#### PROVIDED RECORDS ####
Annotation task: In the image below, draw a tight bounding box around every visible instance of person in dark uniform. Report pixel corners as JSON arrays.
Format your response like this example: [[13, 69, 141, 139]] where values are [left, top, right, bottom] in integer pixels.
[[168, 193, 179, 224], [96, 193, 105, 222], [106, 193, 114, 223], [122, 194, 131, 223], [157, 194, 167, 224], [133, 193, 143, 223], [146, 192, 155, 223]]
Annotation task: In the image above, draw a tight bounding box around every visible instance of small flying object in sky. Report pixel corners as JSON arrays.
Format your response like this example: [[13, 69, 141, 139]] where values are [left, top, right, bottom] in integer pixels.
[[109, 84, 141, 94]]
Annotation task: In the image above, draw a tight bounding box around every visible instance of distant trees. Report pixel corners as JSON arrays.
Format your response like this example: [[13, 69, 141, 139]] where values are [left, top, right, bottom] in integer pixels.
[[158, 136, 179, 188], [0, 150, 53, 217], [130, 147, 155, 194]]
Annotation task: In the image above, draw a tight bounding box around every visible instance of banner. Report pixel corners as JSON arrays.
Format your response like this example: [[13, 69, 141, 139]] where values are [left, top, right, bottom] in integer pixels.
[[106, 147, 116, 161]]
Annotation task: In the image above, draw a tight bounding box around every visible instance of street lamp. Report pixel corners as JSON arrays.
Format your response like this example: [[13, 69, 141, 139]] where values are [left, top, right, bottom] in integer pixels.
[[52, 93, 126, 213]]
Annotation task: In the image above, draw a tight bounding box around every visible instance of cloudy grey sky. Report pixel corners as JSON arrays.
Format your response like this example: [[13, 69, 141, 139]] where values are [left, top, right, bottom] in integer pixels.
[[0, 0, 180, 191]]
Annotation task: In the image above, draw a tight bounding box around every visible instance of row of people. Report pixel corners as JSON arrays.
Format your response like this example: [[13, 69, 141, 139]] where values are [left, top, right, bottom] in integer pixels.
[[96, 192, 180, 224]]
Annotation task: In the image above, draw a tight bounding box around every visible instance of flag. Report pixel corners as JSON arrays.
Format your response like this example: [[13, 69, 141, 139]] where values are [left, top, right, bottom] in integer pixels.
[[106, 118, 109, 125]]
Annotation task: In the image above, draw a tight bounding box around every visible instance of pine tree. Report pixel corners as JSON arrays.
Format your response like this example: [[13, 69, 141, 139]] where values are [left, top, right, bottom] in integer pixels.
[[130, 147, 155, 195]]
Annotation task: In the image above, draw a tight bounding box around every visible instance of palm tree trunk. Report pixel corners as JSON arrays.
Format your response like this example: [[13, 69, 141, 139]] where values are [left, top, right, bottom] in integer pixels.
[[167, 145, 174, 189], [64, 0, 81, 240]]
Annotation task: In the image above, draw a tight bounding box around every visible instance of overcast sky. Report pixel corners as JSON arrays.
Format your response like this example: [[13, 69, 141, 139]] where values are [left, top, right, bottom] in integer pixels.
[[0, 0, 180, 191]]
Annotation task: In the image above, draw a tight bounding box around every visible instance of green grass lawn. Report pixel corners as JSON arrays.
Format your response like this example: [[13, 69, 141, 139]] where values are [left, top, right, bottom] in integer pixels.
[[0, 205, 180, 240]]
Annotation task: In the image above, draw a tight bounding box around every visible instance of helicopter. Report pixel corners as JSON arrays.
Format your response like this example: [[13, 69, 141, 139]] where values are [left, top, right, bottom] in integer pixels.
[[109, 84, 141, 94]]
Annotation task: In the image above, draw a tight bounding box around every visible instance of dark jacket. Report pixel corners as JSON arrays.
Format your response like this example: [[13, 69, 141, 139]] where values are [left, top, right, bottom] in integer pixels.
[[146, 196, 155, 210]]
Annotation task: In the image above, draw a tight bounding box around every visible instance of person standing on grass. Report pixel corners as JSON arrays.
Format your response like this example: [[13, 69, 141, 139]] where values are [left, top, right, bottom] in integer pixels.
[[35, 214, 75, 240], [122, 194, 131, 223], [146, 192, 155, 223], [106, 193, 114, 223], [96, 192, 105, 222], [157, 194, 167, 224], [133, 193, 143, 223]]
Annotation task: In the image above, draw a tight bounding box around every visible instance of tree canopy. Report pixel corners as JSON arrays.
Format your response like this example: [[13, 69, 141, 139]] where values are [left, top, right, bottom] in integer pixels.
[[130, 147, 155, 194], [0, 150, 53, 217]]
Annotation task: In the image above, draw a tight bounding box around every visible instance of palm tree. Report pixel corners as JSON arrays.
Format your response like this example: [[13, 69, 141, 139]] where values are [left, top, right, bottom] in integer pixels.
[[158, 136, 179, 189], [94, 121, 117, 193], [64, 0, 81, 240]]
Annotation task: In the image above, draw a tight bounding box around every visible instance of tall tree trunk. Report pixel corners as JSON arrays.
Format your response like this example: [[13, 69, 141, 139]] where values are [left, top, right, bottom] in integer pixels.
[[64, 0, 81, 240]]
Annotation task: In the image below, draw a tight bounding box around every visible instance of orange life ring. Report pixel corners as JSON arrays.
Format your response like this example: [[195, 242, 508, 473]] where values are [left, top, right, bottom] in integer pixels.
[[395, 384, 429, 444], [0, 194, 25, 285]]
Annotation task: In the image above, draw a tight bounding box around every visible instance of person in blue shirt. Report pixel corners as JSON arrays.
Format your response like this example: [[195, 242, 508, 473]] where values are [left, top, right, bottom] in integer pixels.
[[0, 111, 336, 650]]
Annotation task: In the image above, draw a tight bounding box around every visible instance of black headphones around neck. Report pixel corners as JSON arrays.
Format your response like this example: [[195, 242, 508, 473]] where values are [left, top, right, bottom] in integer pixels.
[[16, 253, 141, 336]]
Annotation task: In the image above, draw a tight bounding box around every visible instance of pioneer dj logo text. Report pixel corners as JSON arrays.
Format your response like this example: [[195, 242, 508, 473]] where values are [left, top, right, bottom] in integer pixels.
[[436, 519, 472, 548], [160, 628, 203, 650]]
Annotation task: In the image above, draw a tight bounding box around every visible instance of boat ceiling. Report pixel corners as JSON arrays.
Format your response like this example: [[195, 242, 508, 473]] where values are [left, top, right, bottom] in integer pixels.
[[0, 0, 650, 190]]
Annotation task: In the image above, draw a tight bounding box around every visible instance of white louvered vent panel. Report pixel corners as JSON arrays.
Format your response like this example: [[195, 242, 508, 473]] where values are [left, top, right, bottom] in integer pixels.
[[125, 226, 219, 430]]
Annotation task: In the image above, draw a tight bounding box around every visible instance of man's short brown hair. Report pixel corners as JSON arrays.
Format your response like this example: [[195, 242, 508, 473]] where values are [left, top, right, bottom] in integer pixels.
####
▶ **WHAT TO DO**: Pick out every line of the records above that contains the word "palm", and copy each of those lines in full.

▶ **OUTPUT OF THE EXERCISE**:
Annotation task: In the image above, draw a tight bounding box around every visible instance of palm tree trunk. Report pixel corners as JSON arrays.
Annotation task: In the image above, draw a tight bounding box around every visible instance of palm tree. Report pixel corners as JSON arrays.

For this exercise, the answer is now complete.